__WHAT TO PRODUCE__: Will you quote only the lines starting at the one that contains "If you would be willing to indicate the macro" and ending with the last line of the listing below, inclusive?

__GIVEN RECORDS__:
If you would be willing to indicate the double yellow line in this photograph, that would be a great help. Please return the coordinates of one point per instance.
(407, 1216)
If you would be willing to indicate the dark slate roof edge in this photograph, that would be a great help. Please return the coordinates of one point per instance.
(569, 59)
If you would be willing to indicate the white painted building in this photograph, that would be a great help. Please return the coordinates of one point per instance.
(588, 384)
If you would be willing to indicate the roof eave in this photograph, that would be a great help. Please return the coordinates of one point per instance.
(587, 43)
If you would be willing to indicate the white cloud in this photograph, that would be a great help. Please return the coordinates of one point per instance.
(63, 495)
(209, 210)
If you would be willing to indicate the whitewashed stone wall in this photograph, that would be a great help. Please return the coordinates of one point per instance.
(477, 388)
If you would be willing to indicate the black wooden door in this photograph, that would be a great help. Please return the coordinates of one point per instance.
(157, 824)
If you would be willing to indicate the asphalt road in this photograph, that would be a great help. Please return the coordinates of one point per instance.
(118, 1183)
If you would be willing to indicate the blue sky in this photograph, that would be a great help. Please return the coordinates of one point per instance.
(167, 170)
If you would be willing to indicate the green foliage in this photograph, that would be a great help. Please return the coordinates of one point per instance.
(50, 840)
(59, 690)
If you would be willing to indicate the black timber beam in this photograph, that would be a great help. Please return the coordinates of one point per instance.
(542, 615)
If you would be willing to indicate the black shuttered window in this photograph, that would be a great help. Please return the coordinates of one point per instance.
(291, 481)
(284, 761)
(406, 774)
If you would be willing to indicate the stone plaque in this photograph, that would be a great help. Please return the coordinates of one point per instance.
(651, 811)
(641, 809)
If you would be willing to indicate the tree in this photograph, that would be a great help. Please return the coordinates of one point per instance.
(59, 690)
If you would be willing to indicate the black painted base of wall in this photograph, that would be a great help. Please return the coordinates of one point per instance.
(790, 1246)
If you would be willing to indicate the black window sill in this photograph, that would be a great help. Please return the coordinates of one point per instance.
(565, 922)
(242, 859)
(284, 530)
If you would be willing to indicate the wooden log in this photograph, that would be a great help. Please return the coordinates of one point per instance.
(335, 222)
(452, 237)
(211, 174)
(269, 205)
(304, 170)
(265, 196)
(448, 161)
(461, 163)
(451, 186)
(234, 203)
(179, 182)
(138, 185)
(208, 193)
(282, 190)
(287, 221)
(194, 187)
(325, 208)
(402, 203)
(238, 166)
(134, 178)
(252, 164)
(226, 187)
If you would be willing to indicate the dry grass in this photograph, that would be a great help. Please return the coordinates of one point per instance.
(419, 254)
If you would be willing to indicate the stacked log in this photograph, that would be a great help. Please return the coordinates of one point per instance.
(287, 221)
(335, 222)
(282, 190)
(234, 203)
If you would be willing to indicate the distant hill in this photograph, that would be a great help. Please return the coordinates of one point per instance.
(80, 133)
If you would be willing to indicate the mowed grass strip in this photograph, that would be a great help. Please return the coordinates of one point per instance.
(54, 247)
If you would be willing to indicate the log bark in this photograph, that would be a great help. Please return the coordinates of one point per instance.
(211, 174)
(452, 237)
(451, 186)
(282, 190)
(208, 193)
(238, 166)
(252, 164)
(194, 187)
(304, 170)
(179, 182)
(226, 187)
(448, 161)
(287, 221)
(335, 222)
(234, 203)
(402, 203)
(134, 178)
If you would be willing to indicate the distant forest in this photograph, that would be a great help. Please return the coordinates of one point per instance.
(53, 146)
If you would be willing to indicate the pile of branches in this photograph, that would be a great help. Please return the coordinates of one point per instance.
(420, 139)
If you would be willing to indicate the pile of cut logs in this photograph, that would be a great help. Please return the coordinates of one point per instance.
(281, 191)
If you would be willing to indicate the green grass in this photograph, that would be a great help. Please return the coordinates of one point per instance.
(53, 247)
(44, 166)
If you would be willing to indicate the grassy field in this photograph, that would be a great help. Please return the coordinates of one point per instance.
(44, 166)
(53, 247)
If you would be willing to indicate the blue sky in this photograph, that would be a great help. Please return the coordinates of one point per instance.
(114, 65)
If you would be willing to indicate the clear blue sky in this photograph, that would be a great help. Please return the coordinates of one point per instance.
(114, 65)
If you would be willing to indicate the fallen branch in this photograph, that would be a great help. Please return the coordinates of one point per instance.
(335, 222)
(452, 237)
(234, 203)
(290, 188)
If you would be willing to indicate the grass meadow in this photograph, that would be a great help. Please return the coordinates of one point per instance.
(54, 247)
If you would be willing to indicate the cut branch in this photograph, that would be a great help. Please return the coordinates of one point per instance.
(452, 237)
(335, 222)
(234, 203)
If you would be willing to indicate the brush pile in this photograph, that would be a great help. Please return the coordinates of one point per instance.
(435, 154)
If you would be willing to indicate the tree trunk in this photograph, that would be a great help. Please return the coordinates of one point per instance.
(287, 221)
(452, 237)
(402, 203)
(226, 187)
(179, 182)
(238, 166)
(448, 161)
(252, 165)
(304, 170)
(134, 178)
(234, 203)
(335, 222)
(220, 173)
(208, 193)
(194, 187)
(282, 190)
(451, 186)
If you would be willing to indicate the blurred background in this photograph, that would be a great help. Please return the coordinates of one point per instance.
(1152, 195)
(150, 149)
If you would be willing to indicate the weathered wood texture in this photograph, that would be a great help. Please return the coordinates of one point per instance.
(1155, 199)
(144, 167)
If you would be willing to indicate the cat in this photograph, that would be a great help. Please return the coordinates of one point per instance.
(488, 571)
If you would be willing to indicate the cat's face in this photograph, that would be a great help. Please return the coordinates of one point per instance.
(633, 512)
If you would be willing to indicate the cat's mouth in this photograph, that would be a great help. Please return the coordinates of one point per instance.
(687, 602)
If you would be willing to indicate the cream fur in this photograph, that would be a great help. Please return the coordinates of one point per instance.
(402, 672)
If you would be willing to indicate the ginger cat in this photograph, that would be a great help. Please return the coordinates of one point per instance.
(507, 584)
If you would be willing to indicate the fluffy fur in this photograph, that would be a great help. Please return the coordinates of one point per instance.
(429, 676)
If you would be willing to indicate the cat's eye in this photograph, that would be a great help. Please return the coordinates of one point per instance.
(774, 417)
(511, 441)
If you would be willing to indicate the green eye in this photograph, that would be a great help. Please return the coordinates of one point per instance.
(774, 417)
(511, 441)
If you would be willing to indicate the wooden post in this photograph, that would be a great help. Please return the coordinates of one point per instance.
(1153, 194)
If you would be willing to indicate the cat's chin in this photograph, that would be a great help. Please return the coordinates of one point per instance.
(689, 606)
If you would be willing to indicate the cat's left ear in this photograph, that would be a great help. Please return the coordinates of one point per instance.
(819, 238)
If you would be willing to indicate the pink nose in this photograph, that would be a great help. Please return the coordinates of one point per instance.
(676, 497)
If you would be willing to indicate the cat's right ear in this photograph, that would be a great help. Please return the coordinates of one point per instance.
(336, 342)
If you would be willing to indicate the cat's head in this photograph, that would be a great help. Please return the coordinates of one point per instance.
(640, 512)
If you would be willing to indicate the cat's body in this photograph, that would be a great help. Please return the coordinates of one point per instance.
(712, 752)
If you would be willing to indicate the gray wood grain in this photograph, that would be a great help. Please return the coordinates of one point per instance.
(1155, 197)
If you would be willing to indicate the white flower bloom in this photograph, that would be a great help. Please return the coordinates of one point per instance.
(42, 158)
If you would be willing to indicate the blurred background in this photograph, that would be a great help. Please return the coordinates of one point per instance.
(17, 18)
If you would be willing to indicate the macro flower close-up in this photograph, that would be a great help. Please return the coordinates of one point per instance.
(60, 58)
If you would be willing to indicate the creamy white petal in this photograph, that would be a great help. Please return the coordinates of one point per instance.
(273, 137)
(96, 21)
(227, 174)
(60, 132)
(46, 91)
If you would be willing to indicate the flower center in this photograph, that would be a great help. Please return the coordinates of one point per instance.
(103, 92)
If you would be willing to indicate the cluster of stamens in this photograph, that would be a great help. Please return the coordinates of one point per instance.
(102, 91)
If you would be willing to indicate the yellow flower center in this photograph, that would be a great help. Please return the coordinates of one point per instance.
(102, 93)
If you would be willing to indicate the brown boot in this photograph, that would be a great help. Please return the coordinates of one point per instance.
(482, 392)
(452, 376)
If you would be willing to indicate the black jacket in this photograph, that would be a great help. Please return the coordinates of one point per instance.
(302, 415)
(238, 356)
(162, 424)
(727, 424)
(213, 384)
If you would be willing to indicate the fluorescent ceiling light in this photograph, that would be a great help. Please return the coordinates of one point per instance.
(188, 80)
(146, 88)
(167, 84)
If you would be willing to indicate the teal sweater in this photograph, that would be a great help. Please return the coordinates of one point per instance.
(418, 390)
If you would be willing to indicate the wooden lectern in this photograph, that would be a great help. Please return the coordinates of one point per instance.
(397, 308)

__WRITTEN SOLUTION__:
If you would be willing to indicate the macro flower close-up in this photograph, that would be a great help. Please return the coordinates of one point per instance.
(60, 58)
If you would be willing to indicate the creamy white petal in this photograph, that would be a great help. Please return the coordinates of one point per instance.
(273, 137)
(96, 21)
(227, 174)
(60, 132)
(46, 91)
If you would be willing to indicate the flower center in this photograph, that would be a great help. Please return the coordinates of one point per instance.
(103, 92)
If you would be willing to indicate the cluster of stamens in this photograph, that would be a great help. Please return the coordinates of one point per instance.
(102, 91)
If you would be willing to indicate the yellow flower center in this photograph, that would be a great help. Please return the coordinates of one point per instance.
(102, 93)
If you would be willing to indicate the brown boot in this photograph, that would be a great help. Please return the coordinates of one point per instance.
(482, 392)
(452, 376)
If you would be willing to indicate the black jacket in this photograph, that would be a great help. Please return the coordinates of one point per instance.
(302, 415)
(238, 356)
(162, 424)
(727, 424)
(213, 384)
If you would be willing to indicate the fluorescent ceiling light in this photograph, that would be a great help. Please return the coordinates of one point per instance.
(188, 80)
(146, 88)
(167, 84)
If you would be willing to indicate the teal sweater in this photograph, that would be a great help. Please return the coordinates of one point per instance.
(418, 390)
If you would be willing to indicate the wooden lectern in this photograph, that would be a great help. Please return the coordinates of one point per instance.
(397, 308)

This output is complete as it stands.